ENİS BEHİÇ KORYÜREK’İN ESERLERİNDE
MACARLAR VE MACARİSTAN

(.....)

A. Hariciye Mensubu Olarak Enis Behiç

Enis Behiç’in Macarlar ve Macaristan ile münasebeti yukarıda belirtildiği üzere 1916 yılında Budapeşte konsolos katipliği görevine atanması ile başlar (Tevetoğlu, 1985: 46). Bilindiği gibi Osmanlı Devleti, bu sırada I. Dünya Savaşı’nda Almanya ile Avusturya-Macaristan İmparatorluğu’nun olduğu bloğun içindedir. Bu bağlamda müttefikimiz olan Macarlar ile Türkler arasında siyasi, sosyal, kültürel anlamda yakın bir ilişki söz konusudur. Bu noktada, dostane ilişkilerin zemininde söz konusu savaşın başlamasından iki yıl önce, 1912 yılında, Budapeşte Başkonsolosluğuna atanan Ahmet Hikmet ( Müftüoğlu) Bey’in çabalarını özellikle belirtmek gerekir. Zira, Ahmet Hikmet Bey, orada bulunduğu sırada çeşitli konferanslar vermek suretiyle Türklerin tanınması için büyük çaba gösterir. Macar basını da ona ve çalışmalarına yer verir. Mesela, “İtilaf Devletlerinin Çanakkale Boğazı’nı 18 Mart 1915’te geçme girişimlerinden önce Endre Béla’nın 2 Mart 1915 tarihli Pesti Naplo gazetesinde Budapeşte Başkonsolosu Ahmet Bey’le yaptığı röportaj, bu yıllarda müttefik Türklere duyulan ilginin boyutuna güzel bir örnektir” (Çolak, 2009: 25-26).

Bu sırada Enis Behiç de millî duyarlılık sahibi bir şair olarak bir grup şair ve yazarla birlikte Temmuz 1915’te Çanakkale Cephesi’ni ziyaret eder. Dönüşte buradaki gözlemlerinden hareketle duygu ve düşüncelerini iki adet şiirin mısralarında ebedîleştirir. Bunlardan “Çanakkale Şehitliğinde” isimli 11 dörtlükte oluşan şiirinin bir dörtlüğünde şair, Çanakkale şehitlerine şöyle seslenir:

Sizler ki: Bilinmez isimleriniz,
Bu taşsız mezarlar değil yeriniz.
“Türklüğün Tarihi” türbeniz sizin;
Kandili “hilâl”dir bu türbenizin.
( Enis Behiç, 1331)

=-=-=

Amaç 1:
Enis Behiç ve Macaristan metnine göre şu soruları yanıtlayın:
(a) Enis Behiç, Budapeşte konsolos katipliği görevine hangi yıl atanmıştır?
(b) Ahmet Hikmet (Müftüoğlu) Bey, Budapeşte Başkonsolosluğuna hangi yıl atanmıştır?
(c) "Çanakkale Şehitliğinde" adlı şiir kaç dörtlükten oluşur?
Amaç 2:
Enis Behiç ve Macaristan metninde "Enis Behiç’in Macarlar ve Macaristan ile münasebeti" diye başlayan paragrafı, temel bilgilerini koruyarak kısa bir madde listesine dönüştürün.
Amaç 3:
Enis Behiç'in Macaristan ile ilişkisini anlatan metni kaldığı yerden sürdürün.

=-=-=

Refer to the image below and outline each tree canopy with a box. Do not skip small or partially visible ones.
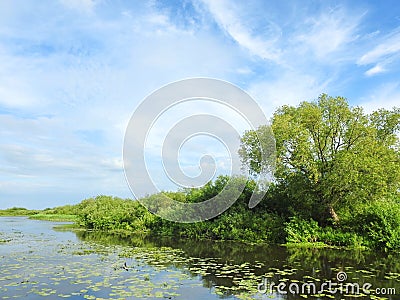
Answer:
[239,94,400,223]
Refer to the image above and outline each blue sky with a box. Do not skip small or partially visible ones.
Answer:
[0,0,400,208]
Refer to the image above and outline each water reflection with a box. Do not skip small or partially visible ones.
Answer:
[76,231,400,299]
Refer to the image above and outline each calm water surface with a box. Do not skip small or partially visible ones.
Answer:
[0,217,400,300]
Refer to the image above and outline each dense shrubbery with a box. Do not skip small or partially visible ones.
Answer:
[0,95,400,250]
[69,173,400,250]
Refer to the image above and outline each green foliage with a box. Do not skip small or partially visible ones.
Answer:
[29,213,78,222]
[285,217,320,243]
[346,201,400,250]
[239,94,400,225]
[0,207,39,216]
[285,217,364,248]
[78,195,155,232]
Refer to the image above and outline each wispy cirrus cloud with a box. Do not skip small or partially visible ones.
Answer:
[357,28,400,76]
[199,0,282,61]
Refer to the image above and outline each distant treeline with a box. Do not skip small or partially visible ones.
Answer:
[0,95,400,250]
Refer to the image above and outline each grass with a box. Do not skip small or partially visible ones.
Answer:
[29,214,78,222]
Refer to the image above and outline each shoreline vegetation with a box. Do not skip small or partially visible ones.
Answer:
[0,95,400,251]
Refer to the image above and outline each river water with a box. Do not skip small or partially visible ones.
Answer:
[0,217,400,300]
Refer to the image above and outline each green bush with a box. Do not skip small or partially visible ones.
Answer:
[347,201,400,250]
[285,217,321,243]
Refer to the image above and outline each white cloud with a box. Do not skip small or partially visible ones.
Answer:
[359,82,400,113]
[365,64,386,76]
[357,28,400,76]
[203,0,281,61]
[60,0,96,13]
[297,8,364,59]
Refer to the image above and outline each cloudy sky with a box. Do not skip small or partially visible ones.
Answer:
[0,0,400,208]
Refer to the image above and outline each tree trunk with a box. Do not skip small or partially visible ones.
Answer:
[328,204,339,224]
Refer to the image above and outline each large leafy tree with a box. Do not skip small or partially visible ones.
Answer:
[239,94,400,223]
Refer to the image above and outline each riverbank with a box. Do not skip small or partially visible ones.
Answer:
[0,207,79,222]
[0,217,400,300]
[0,185,400,252]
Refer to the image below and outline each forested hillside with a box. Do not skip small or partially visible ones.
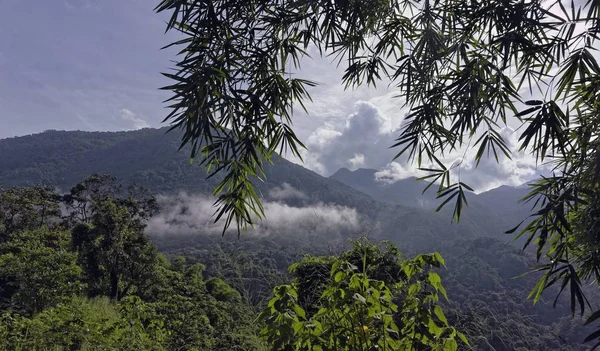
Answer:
[0,129,589,350]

=-=-=

Yazılı Yanıt 1:
(a) 1916
(b) 1912
(c) 11

Yazılı Yanıt 2:
- Enis Behiç'in Macarlar ve Macaristan ile ilişkisi, 1916'da Budapeşte konsolos katipliğine atanmasıyla başlar.
- Osmanlı Devleti o sırada I. Dünya Savaşı'nda Almanya ve Avusturya-Macaristan İmparatorluğu ile aynı bloktadır; müttefik Macarlarla Türkler arasında siyasi, sosyal ve kültürel bakımdan yakın bir ilişki vardır.
- Savaştan iki yıl önce, 1912'de Budapeşte Başkonsolosluğuna atanan Ahmet Hikmet (Müftüoğlu) Bey, verdiği konferanslarla Türklerin tanınması için büyük çaba gösterir ve Macar basını ona yer verir.
- Endre Béla'nın 2 Mart 1915 tarihli Pesti Naplo gazetesinde Ahmet Bey'le yaptığı röportaj, müttefik Türklere duyulan ilginin boyutunu gösteren bir örnektir.

Yazılı Yanıt 3:
İşte, Çanakkale Muharebeleri’nin bütün şiddeti ile devam ettiği günlerde Enis Behiç Türkiye’de, Ahmet Hikmet ise Macaristan’da bulunmaktadır; ancak kalpleri Çanakkale için çarpan bu iki edebiyatçı güzel bir tesadüfle bir yıl sonra 1916’da Budapeşte’de buluşacaktır.

Enis Behiç, Temmuz 1915’te Çanakkale Cephesi’ne yapılan ziyaretten sonra Eylül 1915’te önce Bükreş Konsolosluğu Katipliğine atanır. Yaklaşık bir yıl sonra da Haziran 1916’da Budapeşte konsolos katipliğine getirilir ( Tevetoğlu, 1985: 46). Onu orada Ahmet Hikmet Bey büyük bir ilgiyle karşılar. Fethi Tevetoğlu, bu sıcak ilgiyi şöyle anlatır: “Bu eski Türk şehrinde buluşan “Usta ve Çırak” büyük bir sevinç duymuşlardı. Sefarethanenin dar bir bürosu, kançilaryası vardı. Ahmet Hikmet Bey, konsolosluk kâtipleri Nâdir (Nandor) ve Cevad Beylerin son derece şişman ve göbekli oluşlarından, yer darlığı bakımından şikayetçiydi. Yeni gelen genç, hem tanınmış bir şair, hem de Ahmet Hikmet Bey’in kendisi gibi ince, zarif yapılı idi. Tıpkı kendisi gibi çok şık giyinmeye meraklı; güzel keman çalan, sanat yetenekleri ile de çevrede büyük bir sevgi yaratacak müstesna yaradılışta idi. Ahmet Hikmet Bey, her bakımdan sevinç ve muhabbetle Enis Behiç’i bağrına bastı” (Tevetoğlu, 1985: 46).

Tevetoğlu’nun verdiği malumata bakılırsa Enis Behiç’in Budapeşte yıllarının başlangıcında özel hayatında ve resmî işlerinde pek de düzenli ve titiz olduğu söylenemez. Çünkü, mesela maaşını, “şık ve pahalı giyim eşyalarına, cana yakın Macar güzellerine götürdüğü çiçeklere ve aldığı hediyelere harcayınca” ayın üçüncü günü parası biter. Bunun üzerine üstadı Ahmet Hikmet’ten borç para ister. Yazıları günlerce ihmal eder; postanın yollanacağı gün acele olarak yetiştirir”. Fakat bütün bunlar Ahmet Hikmet’i üzse de aralarındaki samimi dostluğa zarar vermez (Tevetoğlu, 1985: 47).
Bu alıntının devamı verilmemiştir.